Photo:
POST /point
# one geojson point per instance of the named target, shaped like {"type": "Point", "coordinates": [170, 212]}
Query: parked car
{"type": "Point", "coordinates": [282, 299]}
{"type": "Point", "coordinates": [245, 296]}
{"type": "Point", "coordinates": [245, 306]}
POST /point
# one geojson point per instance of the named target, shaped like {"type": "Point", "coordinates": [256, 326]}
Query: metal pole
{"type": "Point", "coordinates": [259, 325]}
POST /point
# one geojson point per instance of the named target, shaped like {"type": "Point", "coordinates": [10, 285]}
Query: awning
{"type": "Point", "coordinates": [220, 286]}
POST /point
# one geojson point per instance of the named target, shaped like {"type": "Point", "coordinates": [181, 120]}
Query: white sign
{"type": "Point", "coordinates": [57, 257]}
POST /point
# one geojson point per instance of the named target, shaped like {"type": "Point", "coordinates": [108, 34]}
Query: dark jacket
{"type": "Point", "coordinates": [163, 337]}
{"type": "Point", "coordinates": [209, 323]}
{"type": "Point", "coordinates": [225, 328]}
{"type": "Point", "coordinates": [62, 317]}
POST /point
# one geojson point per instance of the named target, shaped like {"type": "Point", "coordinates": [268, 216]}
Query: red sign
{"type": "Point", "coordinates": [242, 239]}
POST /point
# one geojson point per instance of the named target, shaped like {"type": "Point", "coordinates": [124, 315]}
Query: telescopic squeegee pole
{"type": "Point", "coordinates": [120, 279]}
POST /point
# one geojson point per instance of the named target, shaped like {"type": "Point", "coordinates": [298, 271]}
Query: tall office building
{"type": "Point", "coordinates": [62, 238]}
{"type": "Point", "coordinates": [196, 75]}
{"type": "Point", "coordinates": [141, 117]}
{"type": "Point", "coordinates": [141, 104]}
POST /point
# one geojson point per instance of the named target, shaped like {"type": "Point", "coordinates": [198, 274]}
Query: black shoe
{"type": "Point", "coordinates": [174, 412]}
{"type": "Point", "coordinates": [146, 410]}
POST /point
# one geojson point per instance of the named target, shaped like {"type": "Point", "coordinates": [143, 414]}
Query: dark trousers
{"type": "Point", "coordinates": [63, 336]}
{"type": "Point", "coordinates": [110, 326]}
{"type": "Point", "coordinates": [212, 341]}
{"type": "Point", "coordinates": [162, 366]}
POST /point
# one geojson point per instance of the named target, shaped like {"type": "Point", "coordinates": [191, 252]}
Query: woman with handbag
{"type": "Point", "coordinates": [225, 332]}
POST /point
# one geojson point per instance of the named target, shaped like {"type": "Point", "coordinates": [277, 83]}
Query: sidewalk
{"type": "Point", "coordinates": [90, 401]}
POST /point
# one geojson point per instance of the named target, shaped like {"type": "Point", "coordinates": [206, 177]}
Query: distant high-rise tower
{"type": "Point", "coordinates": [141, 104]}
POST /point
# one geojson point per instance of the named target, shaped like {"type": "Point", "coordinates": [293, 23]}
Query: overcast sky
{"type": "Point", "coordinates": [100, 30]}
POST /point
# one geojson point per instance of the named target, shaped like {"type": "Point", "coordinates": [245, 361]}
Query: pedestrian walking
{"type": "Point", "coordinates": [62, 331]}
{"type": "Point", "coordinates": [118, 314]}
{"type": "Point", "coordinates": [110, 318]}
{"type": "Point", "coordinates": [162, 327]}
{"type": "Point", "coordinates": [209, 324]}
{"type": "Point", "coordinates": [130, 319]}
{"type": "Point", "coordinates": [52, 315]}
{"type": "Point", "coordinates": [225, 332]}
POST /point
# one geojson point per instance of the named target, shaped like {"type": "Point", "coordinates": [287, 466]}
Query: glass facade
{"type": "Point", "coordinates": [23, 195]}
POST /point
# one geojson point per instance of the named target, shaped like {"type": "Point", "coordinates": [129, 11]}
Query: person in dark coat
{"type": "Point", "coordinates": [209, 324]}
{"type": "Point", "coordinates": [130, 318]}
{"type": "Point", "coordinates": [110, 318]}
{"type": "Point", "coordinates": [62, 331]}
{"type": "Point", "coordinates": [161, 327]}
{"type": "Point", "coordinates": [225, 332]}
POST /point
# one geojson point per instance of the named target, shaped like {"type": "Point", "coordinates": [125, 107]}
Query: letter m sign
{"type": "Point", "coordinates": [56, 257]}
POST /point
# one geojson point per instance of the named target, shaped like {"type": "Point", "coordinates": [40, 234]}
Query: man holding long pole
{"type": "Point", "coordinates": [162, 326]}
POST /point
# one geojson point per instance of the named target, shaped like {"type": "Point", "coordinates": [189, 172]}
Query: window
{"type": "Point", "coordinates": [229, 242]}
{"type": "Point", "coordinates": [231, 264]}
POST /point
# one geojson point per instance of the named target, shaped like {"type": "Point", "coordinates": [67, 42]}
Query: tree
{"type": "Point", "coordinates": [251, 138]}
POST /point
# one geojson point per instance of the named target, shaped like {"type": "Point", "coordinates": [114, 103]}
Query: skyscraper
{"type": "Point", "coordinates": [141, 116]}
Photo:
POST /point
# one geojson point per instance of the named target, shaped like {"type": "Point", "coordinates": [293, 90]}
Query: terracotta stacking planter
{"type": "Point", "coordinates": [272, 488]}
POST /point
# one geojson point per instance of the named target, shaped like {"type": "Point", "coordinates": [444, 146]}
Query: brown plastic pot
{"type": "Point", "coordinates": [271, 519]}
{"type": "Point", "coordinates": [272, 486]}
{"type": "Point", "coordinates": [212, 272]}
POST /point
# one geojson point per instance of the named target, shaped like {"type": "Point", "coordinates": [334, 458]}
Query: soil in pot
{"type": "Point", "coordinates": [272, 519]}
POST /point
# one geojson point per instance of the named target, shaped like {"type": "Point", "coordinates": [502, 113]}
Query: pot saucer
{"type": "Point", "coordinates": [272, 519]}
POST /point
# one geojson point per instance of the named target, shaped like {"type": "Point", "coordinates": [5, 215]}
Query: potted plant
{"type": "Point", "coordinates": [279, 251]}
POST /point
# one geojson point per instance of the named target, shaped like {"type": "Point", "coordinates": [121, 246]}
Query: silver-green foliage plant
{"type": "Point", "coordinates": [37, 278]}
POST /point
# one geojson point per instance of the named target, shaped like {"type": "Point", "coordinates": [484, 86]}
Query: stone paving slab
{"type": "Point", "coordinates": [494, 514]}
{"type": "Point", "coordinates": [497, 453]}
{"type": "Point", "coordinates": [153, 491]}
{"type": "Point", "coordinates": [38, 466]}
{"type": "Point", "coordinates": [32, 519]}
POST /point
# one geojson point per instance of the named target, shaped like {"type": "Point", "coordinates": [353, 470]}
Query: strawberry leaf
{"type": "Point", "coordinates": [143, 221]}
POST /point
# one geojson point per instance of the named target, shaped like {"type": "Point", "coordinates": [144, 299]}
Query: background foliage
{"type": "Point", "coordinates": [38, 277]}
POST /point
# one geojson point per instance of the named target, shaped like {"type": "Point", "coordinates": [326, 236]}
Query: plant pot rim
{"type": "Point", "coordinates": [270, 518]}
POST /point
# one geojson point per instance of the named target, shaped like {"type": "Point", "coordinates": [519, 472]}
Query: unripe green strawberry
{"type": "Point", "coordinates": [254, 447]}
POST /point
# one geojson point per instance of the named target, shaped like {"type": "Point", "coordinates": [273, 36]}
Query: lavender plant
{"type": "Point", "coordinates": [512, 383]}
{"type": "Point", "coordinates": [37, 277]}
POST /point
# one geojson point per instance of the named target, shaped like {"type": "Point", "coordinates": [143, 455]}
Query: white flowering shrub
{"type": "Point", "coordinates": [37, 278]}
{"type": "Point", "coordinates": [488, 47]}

● Assignment
When answering, write out each of the lines above exactly as given.

● Written answer
Photo:
POST /point
# one geojson point per instance of the named target, shaped like {"type": "Point", "coordinates": [170, 212]}
Query: parked car
{"type": "Point", "coordinates": [282, 299]}
{"type": "Point", "coordinates": [245, 296]}
{"type": "Point", "coordinates": [245, 306]}
POST /point
# one geojson point per instance of the named target, shaped like {"type": "Point", "coordinates": [256, 326]}
Query: metal pole
{"type": "Point", "coordinates": [259, 325]}
POST /point
# one geojson point per instance of the named target, shaped like {"type": "Point", "coordinates": [10, 285]}
Query: awning
{"type": "Point", "coordinates": [220, 286]}
POST /point
# one geojson point per instance of the named target, shaped like {"type": "Point", "coordinates": [181, 120]}
Query: white sign
{"type": "Point", "coordinates": [57, 257]}
POST /point
# one geojson point per instance of the named target, shaped like {"type": "Point", "coordinates": [108, 34]}
Query: dark jacket
{"type": "Point", "coordinates": [163, 337]}
{"type": "Point", "coordinates": [209, 323]}
{"type": "Point", "coordinates": [225, 328]}
{"type": "Point", "coordinates": [62, 317]}
POST /point
# one geojson point per instance of the named target, shaped like {"type": "Point", "coordinates": [268, 216]}
Query: red sign
{"type": "Point", "coordinates": [242, 239]}
POST /point
# one geojson point per instance of the named target, shaped like {"type": "Point", "coordinates": [124, 315]}
Query: telescopic squeegee pole
{"type": "Point", "coordinates": [120, 279]}
POST /point
# one geojson point per instance of the named target, shaped like {"type": "Point", "coordinates": [298, 271]}
Query: tall office building
{"type": "Point", "coordinates": [62, 238]}
{"type": "Point", "coordinates": [196, 75]}
{"type": "Point", "coordinates": [141, 117]}
{"type": "Point", "coordinates": [141, 104]}
POST /point
# one geojson point per instance of the named target, shaped like {"type": "Point", "coordinates": [198, 274]}
Query: black shoe
{"type": "Point", "coordinates": [174, 412]}
{"type": "Point", "coordinates": [146, 410]}
POST /point
# one geojson point per instance of the named target, shaped like {"type": "Point", "coordinates": [143, 414]}
Query: dark trousers
{"type": "Point", "coordinates": [63, 336]}
{"type": "Point", "coordinates": [110, 326]}
{"type": "Point", "coordinates": [212, 341]}
{"type": "Point", "coordinates": [162, 366]}
POST /point
# one geojson point per instance of the named target, shaped like {"type": "Point", "coordinates": [191, 252]}
Query: woman with handbag
{"type": "Point", "coordinates": [225, 332]}
POST /point
# one geojson point per instance of the named target, shaped like {"type": "Point", "coordinates": [277, 83]}
Query: sidewalk
{"type": "Point", "coordinates": [90, 401]}
POST /point
# one geojson point per instance of the named target, shaped like {"type": "Point", "coordinates": [206, 177]}
Query: distant high-rise tower
{"type": "Point", "coordinates": [141, 104]}
POST /point
# one geojson point per instance of the named target, shaped like {"type": "Point", "coordinates": [293, 23]}
Query: overcast sky
{"type": "Point", "coordinates": [100, 30]}
POST /point
# one geojson point per instance of the named target, shaped like {"type": "Point", "coordinates": [245, 361]}
Query: pedestrian walking
{"type": "Point", "coordinates": [62, 331]}
{"type": "Point", "coordinates": [118, 314]}
{"type": "Point", "coordinates": [110, 318]}
{"type": "Point", "coordinates": [162, 327]}
{"type": "Point", "coordinates": [209, 324]}
{"type": "Point", "coordinates": [130, 319]}
{"type": "Point", "coordinates": [52, 315]}
{"type": "Point", "coordinates": [225, 332]}
POST /point
# one geojson point per instance of the named target, shaped like {"type": "Point", "coordinates": [287, 466]}
Query: glass facade
{"type": "Point", "coordinates": [23, 195]}
POST /point
# one geojson point per instance of the named target, shaped like {"type": "Point", "coordinates": [129, 11]}
Query: person in dark coat
{"type": "Point", "coordinates": [209, 324]}
{"type": "Point", "coordinates": [130, 318]}
{"type": "Point", "coordinates": [110, 318]}
{"type": "Point", "coordinates": [62, 331]}
{"type": "Point", "coordinates": [161, 327]}
{"type": "Point", "coordinates": [225, 332]}
POST /point
# one geojson point per instance of the named target, shaped like {"type": "Point", "coordinates": [125, 107]}
Query: letter m sign
{"type": "Point", "coordinates": [56, 257]}
POST /point
# one geojson point per instance of the named target, shaped like {"type": "Point", "coordinates": [40, 234]}
Query: man holding long pole
{"type": "Point", "coordinates": [162, 326]}
POST /point
# one geojson point per instance of the named target, shaped like {"type": "Point", "coordinates": [189, 172]}
Query: window
{"type": "Point", "coordinates": [229, 242]}
{"type": "Point", "coordinates": [231, 264]}
POST /point
# one geojson point per instance of the named target, shaped like {"type": "Point", "coordinates": [67, 42]}
Query: tree
{"type": "Point", "coordinates": [251, 138]}
POST /point
# one geojson point per instance of the named target, shaped like {"type": "Point", "coordinates": [114, 103]}
Query: skyscraper
{"type": "Point", "coordinates": [141, 116]}
Photo:
POST /point
# one geojson point per instance of the named target, shaped like {"type": "Point", "coordinates": [293, 90]}
Query: terracotta stacking planter
{"type": "Point", "coordinates": [272, 488]}
POST /point
# one geojson point per instance of the named target, shaped like {"type": "Point", "coordinates": [444, 146]}
Query: brown plastic pot
{"type": "Point", "coordinates": [271, 519]}
{"type": "Point", "coordinates": [272, 486]}
{"type": "Point", "coordinates": [212, 272]}
POST /point
# one geojson point per instance of the named target, shaped like {"type": "Point", "coordinates": [334, 458]}
Query: soil in pot
{"type": "Point", "coordinates": [272, 519]}
POST /point
# one geojson point per instance of the named target, shaped like {"type": "Point", "coordinates": [502, 113]}
Query: pot saucer
{"type": "Point", "coordinates": [272, 519]}
POST /point
# one geojson point per instance of the named target, shaped like {"type": "Point", "coordinates": [5, 215]}
Query: potted plant
{"type": "Point", "coordinates": [279, 251]}
POST /point
# one geojson point per instance of the named target, shaped like {"type": "Point", "coordinates": [121, 246]}
Query: silver-green foliage plant
{"type": "Point", "coordinates": [37, 278]}
POST /point
# one geojson point per instance of the named target, shaped like {"type": "Point", "coordinates": [484, 86]}
Query: stone paving slab
{"type": "Point", "coordinates": [494, 514]}
{"type": "Point", "coordinates": [497, 453]}
{"type": "Point", "coordinates": [153, 491]}
{"type": "Point", "coordinates": [38, 466]}
{"type": "Point", "coordinates": [32, 519]}
POST /point
# one geojson point per instance of the named target, shaped like {"type": "Point", "coordinates": [353, 470]}
Query: strawberry leaf
{"type": "Point", "coordinates": [143, 221]}
POST /point
# one geojson point per instance of the named target, shaped like {"type": "Point", "coordinates": [144, 299]}
Query: background foliage
{"type": "Point", "coordinates": [38, 277]}
POST /point
# one geojson point per instance of the named target, shaped like {"type": "Point", "coordinates": [326, 236]}
Query: plant pot rim
{"type": "Point", "coordinates": [270, 518]}
POST /point
# one geojson point per instance of the named target, shaped like {"type": "Point", "coordinates": [519, 472]}
Query: unripe green strawberry
{"type": "Point", "coordinates": [254, 447]}
POST /point
# one geojson point per instance of the named target, shaped like {"type": "Point", "coordinates": [273, 36]}
Query: lavender plant
{"type": "Point", "coordinates": [512, 383]}
{"type": "Point", "coordinates": [37, 277]}
POST /point
# one geojson point per instance of the named target, shaped like {"type": "Point", "coordinates": [143, 455]}
Query: white flowering shrub
{"type": "Point", "coordinates": [37, 278]}
{"type": "Point", "coordinates": [488, 47]}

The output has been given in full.